_Work task_: Show every line in the entries below where the word "spectator" appears.

(Dataset entries)

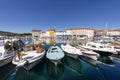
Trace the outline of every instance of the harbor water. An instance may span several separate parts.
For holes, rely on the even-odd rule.
[[[49,46],[45,44],[46,51]],[[44,56],[30,71],[15,69],[12,63],[1,67],[0,80],[120,80],[120,61],[105,55],[100,55],[97,61],[85,56],[74,59],[65,55],[55,66]]]

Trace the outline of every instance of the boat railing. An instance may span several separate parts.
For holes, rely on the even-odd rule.
[[[65,49],[65,48],[64,48]],[[77,49],[77,48],[75,48],[75,47],[71,47],[71,48],[67,48],[68,49],[68,51],[71,51],[72,50],[72,52],[74,52],[74,53],[76,53],[76,52],[78,52],[78,50],[80,50],[80,49]]]

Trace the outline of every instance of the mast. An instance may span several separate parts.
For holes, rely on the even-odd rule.
[[[105,36],[107,35],[107,29],[108,29],[108,22],[106,22],[106,26],[105,26]]]
[[[108,22],[106,22],[106,26],[105,26],[105,29],[107,30],[107,28],[108,28]]]

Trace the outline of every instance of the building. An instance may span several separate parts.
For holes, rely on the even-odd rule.
[[[49,31],[46,31],[45,37],[48,38],[50,36]]]
[[[55,31],[56,36],[63,36],[66,34],[66,31]]]
[[[32,30],[32,38],[39,38],[40,35],[42,34],[41,30]]]
[[[49,30],[49,37],[54,38],[55,37],[55,29],[50,29]]]
[[[68,39],[71,37],[66,31],[55,31],[56,38],[58,39]]]
[[[46,37],[46,32],[45,31],[42,31],[41,35],[40,35],[40,38],[45,38]]]
[[[95,30],[95,35],[96,36],[106,36],[108,30],[102,29],[102,30]]]
[[[109,35],[109,36],[120,36],[120,30],[109,30],[109,31],[107,31],[107,35]]]
[[[94,30],[91,28],[69,28],[66,32],[76,38],[92,38],[94,36]]]
[[[54,38],[55,37],[55,29],[50,29],[43,33],[43,36],[46,38]]]
[[[95,34],[101,36],[120,36],[120,30],[95,30]]]

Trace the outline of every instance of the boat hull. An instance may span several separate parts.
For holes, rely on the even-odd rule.
[[[57,65],[64,58],[64,52],[59,46],[51,46],[47,51],[46,57]]]
[[[110,52],[110,51],[105,51],[105,50],[97,50],[97,49],[92,49],[92,48],[87,48],[87,47],[83,47],[86,50],[92,50],[100,55],[112,55],[114,52]]]
[[[97,57],[99,56],[98,53],[93,52],[93,51],[88,51],[88,50],[82,51],[82,53],[83,53],[83,56],[89,57],[94,60],[97,60]]]
[[[13,58],[13,56],[9,57],[9,58],[6,58],[6,59],[3,59],[3,60],[0,60],[0,67],[2,67],[4,65],[8,64],[9,62],[11,62],[12,58]]]
[[[61,45],[62,50],[66,53],[67,56],[71,58],[78,58],[78,56],[82,55],[81,50],[75,47],[72,47],[69,44]]]
[[[79,57],[78,54],[70,54],[70,53],[66,53],[67,56],[71,57],[71,58],[74,58],[74,59],[77,59]]]
[[[41,55],[36,56],[34,58],[30,58],[30,59],[23,59],[23,60],[17,60],[18,56],[16,55],[13,58],[12,63],[17,65],[17,67],[23,67],[25,70],[31,70],[34,66],[36,66],[41,59],[44,57],[45,55],[45,50],[42,53],[39,53]],[[21,65],[19,65],[21,63]]]
[[[35,67],[39,62],[41,61],[41,59],[35,61],[35,62],[32,62],[32,63],[26,63],[23,68],[26,69],[26,70],[31,70],[33,67]]]
[[[108,52],[108,51],[99,51],[99,50],[93,50],[96,53],[99,53],[100,55],[112,55],[113,52]]]
[[[59,46],[51,46],[47,51],[46,57],[49,60],[57,61],[64,58],[64,55],[65,55],[64,52],[61,50]]]

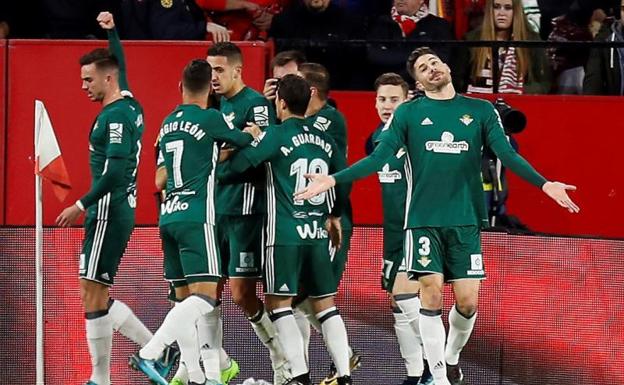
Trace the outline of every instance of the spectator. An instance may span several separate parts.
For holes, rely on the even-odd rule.
[[[306,57],[301,51],[282,51],[275,55],[271,60],[272,77],[264,82],[264,97],[269,100],[275,99],[275,90],[277,89],[277,81],[282,77],[299,72],[299,66],[305,63]]]
[[[591,41],[590,19],[595,5],[591,0],[575,1],[565,15],[552,20],[553,30],[548,41]],[[559,94],[582,94],[583,66],[589,57],[589,48],[548,48],[553,69],[555,91]]]
[[[621,3],[620,19],[610,28],[596,36],[596,41],[623,42],[624,0]],[[585,66],[583,93],[585,95],[624,95],[622,81],[624,68],[624,47],[594,48],[590,51]]]
[[[487,0],[480,28],[466,34],[466,40],[539,40],[522,11],[521,0]],[[458,88],[471,93],[544,94],[550,90],[550,69],[541,48],[501,47],[498,51],[498,78],[493,79],[492,49],[460,50],[456,66]],[[469,63],[465,65],[463,63]]]
[[[266,40],[273,17],[289,0],[195,0],[205,11],[212,12],[212,21],[230,32],[231,40]],[[221,4],[219,4],[221,3]]]
[[[193,0],[122,0],[125,39],[229,41],[226,28],[206,21]]]
[[[323,64],[332,75],[332,88],[344,89],[351,83],[352,63],[364,60],[362,49],[343,43],[363,36],[358,21],[330,0],[298,0],[275,16],[269,35],[278,39],[278,51],[299,49],[308,60]]]
[[[22,8],[22,18],[15,23],[16,28],[37,24],[37,20],[33,20],[33,16],[35,16],[34,11],[40,4],[45,15],[47,35],[52,39],[106,38],[106,34],[99,28],[95,19],[101,11],[116,12],[115,0],[42,0],[10,1],[8,3],[14,3],[14,6],[21,6]]]
[[[9,37],[9,23],[0,18],[0,39],[6,39]]]
[[[368,40],[392,40],[394,44],[370,44],[368,62],[373,66],[369,84],[380,73],[396,72],[408,79],[405,60],[419,41],[453,40],[448,21],[429,13],[424,0],[394,0],[390,12],[380,16],[371,26]],[[409,43],[409,44],[408,44]],[[435,47],[444,61],[450,59],[449,47]]]

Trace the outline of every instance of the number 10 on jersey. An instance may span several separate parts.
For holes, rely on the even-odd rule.
[[[325,174],[329,173],[329,167],[327,162],[323,159],[312,159],[308,161],[306,158],[299,158],[290,165],[290,175],[295,176],[295,192],[301,191],[308,185],[308,180],[305,178],[305,174]],[[325,203],[327,192],[319,194],[315,197],[308,199],[311,205],[318,206]],[[295,199],[294,203],[297,206],[303,205],[303,200]]]

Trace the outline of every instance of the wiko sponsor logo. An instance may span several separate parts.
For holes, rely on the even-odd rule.
[[[186,202],[180,202],[180,197],[176,195],[173,197],[173,199],[160,204],[160,215],[173,214],[178,211],[186,211],[188,208],[189,204]]]
[[[297,232],[301,239],[327,239],[327,230],[323,226],[319,226],[317,221],[312,221],[312,226],[309,223],[303,226],[297,225]]]

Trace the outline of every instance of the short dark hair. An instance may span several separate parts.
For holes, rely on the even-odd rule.
[[[425,55],[433,55],[433,56],[440,57],[434,50],[432,50],[429,47],[418,47],[415,50],[413,50],[412,53],[410,53],[409,57],[407,58],[407,73],[409,73],[410,76],[414,80],[416,80],[416,76],[414,74],[414,64],[416,63],[416,60],[418,60],[419,57],[425,56]]]
[[[271,69],[277,66],[285,66],[286,64],[294,61],[297,63],[297,67],[306,62],[305,54],[301,51],[290,50],[290,51],[282,51],[273,57],[271,60]]]
[[[329,71],[327,68],[318,63],[303,63],[299,66],[299,72],[311,87],[318,90],[319,97],[326,100],[329,94]]]
[[[294,74],[285,75],[279,80],[276,93],[278,99],[286,103],[291,113],[305,115],[312,91],[304,78]]]
[[[95,64],[95,68],[98,70],[119,70],[119,61],[115,55],[106,48],[96,48],[82,55],[78,62],[80,66]]]
[[[191,93],[210,89],[212,68],[204,59],[191,60],[182,71],[182,87]]]
[[[225,56],[228,63],[243,64],[243,52],[234,43],[221,42],[208,48],[208,56]]]
[[[409,85],[403,79],[403,77],[394,72],[386,72],[385,74],[379,75],[379,77],[375,80],[375,91],[379,89],[381,86],[401,86],[403,89],[403,94],[407,96],[407,92],[409,91]]]

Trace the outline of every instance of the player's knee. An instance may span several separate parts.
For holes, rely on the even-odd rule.
[[[422,287],[420,289],[420,301],[422,302],[422,307],[427,309],[442,308],[442,288],[438,288],[435,285]]]
[[[108,291],[102,290],[97,285],[81,284],[80,301],[87,312],[107,309]]]
[[[470,318],[477,312],[477,300],[472,298],[463,298],[462,301],[457,299],[455,303],[457,311],[464,317]]]

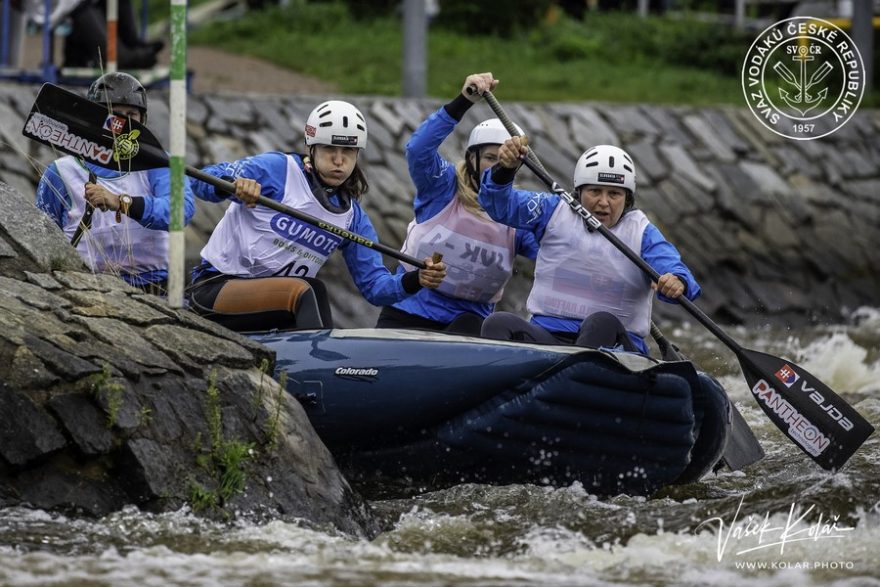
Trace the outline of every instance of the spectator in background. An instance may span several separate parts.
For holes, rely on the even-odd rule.
[[[77,2],[77,0],[62,0]],[[131,0],[119,1],[117,63],[120,69],[156,65],[162,41],[147,42],[138,34]],[[102,67],[107,62],[106,0],[83,0],[70,12],[71,31],[64,42],[65,67]]]

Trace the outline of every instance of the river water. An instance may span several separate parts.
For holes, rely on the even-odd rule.
[[[823,471],[769,423],[712,335],[664,330],[722,382],[761,440],[762,462],[649,499],[600,499],[575,484],[376,500],[384,531],[372,540],[185,510],[81,520],[7,509],[0,585],[880,586],[878,434],[842,471]],[[728,332],[806,368],[880,428],[880,309],[840,325]]]

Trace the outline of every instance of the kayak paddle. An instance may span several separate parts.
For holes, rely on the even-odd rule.
[[[50,83],[43,84],[40,88],[22,134],[29,139],[114,171],[144,171],[168,167],[170,161],[158,139],[144,125],[112,112],[108,113],[100,104]],[[221,191],[235,193],[235,185],[232,182],[214,177],[189,165],[184,171],[188,176],[204,181]],[[300,212],[281,202],[260,196],[257,203],[419,269],[427,269],[424,261]]]
[[[510,121],[492,92],[483,92],[483,97],[502,123],[505,118]],[[512,124],[511,127],[515,130]],[[508,132],[511,132],[510,128]],[[533,158],[525,157],[523,163],[654,283],[660,279],[653,267],[556,183]],[[823,469],[840,469],[874,432],[871,423],[855,408],[800,365],[743,348],[692,301],[684,296],[676,301],[733,351],[752,396],[767,417]]]

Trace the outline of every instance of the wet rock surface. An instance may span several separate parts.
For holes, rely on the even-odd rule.
[[[0,183],[0,507],[373,532],[273,353],[87,271],[30,197]]]

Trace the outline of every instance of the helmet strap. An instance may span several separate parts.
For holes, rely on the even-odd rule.
[[[351,208],[351,198],[348,196],[347,190],[343,189],[342,186],[333,187],[324,183],[324,180],[321,179],[321,173],[318,171],[318,168],[313,161],[315,161],[315,145],[311,145],[309,147],[308,156],[303,157],[306,179],[309,182],[312,195],[315,196],[315,199],[318,200],[321,206],[334,214],[347,212],[348,209]],[[336,193],[339,196],[339,199],[342,202],[341,206],[337,206],[330,201],[330,196],[333,193]]]
[[[480,191],[480,147],[471,147],[464,153],[465,169],[475,192]]]

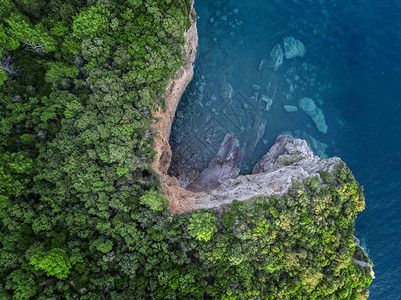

_Solved problem_:
Trace the outline of every instance of the spectator. An instance may span several separate parts.
Trace the outline of every instance of the spectator in background. An instance may span several separate parts.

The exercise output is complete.